[Referring expression pointing data]
==============================

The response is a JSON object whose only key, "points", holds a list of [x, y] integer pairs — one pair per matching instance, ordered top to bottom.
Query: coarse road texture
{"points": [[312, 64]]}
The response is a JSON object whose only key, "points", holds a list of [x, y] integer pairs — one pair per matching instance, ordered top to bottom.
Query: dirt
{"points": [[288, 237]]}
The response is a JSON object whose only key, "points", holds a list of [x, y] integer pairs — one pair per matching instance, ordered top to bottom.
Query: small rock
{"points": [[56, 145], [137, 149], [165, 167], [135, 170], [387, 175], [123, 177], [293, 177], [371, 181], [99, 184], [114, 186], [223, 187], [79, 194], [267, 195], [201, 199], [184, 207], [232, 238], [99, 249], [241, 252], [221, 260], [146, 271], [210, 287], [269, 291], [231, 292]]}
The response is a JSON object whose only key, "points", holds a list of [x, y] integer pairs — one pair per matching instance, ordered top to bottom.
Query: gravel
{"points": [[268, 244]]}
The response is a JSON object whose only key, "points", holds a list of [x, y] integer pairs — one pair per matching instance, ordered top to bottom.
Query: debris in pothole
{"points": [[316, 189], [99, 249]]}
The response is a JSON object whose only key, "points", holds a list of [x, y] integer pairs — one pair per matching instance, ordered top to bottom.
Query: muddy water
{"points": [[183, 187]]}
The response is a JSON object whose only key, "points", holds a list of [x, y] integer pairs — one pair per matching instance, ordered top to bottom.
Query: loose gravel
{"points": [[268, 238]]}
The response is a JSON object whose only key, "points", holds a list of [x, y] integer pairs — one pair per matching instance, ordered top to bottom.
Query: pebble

==============================

Task requirements:
Write out the data above again, word for word.

Solution for this exercise:
The response is a JSON object whose only key, "points", holds a list of [x, y] integer pairs — one pair per matching instance, ordered top to bottom.
Query: coarse road texture
{"points": [[312, 64]]}
The response is a JSON object whose only key, "points", holds a list of [x, y] integer pairs — one pair per matching instance, ordered top to bottom.
Query: dirt
{"points": [[288, 237]]}
The response is a JSON object whose only key, "points", holds a list of [x, y] integer pairs — one pair per matching instance, ordered top to bottom.
Query: small rock
{"points": [[56, 145], [137, 149], [165, 167], [135, 170], [387, 175], [123, 177], [293, 177], [371, 181], [99, 184], [114, 186], [223, 187], [79, 194], [267, 195], [201, 199], [184, 207], [232, 238], [99, 249], [241, 252], [221, 260], [146, 271], [210, 287], [269, 291], [231, 292]]}
The response is a JSON object whose only key, "points", holds a list of [x, y] integer pairs — one pair per matching instance, ordered top to bottom.
Query: gravel
{"points": [[268, 244]]}
The response is a JSON object whose only key, "points", holds a list of [x, y] integer pairs — one pair per matching instance, ordered top to bottom.
Query: debris in pothole
{"points": [[316, 189], [99, 249]]}
The response is a JSON object whose only key, "points", holds a list of [x, y] integer pairs — one pair per matching instance, ordered top to bottom.
Query: muddy water
{"points": [[183, 187]]}
The response is a JSON object whose only key, "points", holds a list of [x, y] integer pairs — one pair per matching instance, ordered top to bottom.
Query: loose gravel
{"points": [[268, 238]]}
The response is a JSON object whose only key, "points", holds a list of [x, y] integer pairs — one pair per matching instance, ordered top to bottom.
Query: pebble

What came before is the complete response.